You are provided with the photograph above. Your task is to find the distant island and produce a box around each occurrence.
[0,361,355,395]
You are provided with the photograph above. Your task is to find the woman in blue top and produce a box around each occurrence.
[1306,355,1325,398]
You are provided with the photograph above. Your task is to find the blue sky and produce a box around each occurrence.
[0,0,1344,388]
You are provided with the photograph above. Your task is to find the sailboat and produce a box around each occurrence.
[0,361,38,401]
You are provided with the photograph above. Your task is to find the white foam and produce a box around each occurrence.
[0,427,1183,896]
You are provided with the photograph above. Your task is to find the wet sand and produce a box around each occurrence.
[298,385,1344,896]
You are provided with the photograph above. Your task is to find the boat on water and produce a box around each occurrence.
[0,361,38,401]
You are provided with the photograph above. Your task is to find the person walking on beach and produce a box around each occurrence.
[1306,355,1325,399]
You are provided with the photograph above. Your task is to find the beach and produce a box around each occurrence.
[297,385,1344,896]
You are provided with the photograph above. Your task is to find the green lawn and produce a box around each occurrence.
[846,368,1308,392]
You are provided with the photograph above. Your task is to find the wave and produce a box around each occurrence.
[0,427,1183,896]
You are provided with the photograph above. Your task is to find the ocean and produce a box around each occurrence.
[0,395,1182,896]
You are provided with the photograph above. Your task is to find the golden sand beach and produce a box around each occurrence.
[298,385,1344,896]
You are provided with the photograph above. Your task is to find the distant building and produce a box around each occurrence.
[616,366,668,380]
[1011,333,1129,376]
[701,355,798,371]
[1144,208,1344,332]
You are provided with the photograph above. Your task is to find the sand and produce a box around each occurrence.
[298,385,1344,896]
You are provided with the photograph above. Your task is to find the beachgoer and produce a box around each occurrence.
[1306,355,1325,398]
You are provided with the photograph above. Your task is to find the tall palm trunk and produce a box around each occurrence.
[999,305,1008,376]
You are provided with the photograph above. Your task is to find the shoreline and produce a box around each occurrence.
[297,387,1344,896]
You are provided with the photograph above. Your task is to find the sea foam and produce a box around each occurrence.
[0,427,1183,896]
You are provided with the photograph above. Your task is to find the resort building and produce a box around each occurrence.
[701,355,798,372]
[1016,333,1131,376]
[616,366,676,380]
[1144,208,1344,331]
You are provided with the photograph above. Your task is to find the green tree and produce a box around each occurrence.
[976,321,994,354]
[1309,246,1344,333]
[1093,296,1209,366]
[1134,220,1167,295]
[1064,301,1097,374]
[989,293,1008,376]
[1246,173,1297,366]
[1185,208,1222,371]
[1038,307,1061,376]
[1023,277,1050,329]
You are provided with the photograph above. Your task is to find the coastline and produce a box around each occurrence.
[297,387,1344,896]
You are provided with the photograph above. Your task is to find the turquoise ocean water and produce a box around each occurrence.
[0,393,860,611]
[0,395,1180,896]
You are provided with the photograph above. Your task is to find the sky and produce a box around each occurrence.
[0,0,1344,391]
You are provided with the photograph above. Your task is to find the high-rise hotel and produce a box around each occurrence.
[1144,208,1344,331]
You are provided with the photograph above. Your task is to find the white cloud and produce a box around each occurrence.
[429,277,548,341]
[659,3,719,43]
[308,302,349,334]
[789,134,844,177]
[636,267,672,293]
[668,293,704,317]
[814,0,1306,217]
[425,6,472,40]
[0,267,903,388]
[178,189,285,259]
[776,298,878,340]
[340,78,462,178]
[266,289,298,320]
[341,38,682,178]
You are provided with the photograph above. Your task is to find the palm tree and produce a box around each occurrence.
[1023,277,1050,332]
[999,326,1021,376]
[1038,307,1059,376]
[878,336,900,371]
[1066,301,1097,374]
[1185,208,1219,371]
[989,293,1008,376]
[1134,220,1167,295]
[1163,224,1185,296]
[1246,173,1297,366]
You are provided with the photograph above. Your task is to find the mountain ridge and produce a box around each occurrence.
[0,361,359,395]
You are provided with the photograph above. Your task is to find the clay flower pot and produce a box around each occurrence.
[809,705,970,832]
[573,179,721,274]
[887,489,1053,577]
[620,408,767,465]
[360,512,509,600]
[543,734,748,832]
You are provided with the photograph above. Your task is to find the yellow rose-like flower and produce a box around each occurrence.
------------------------
El ejercicio:
¿Puedes copiar sin cambios los registros, empezando por el comienzo y terminando en la línea que contiene "[0,361,355,395]", ambas incluidas?

Tarea resuelta:
You are provided with the photograph above. Your task is to find the distant island and produce a box around each occurrence.
[0,361,355,395]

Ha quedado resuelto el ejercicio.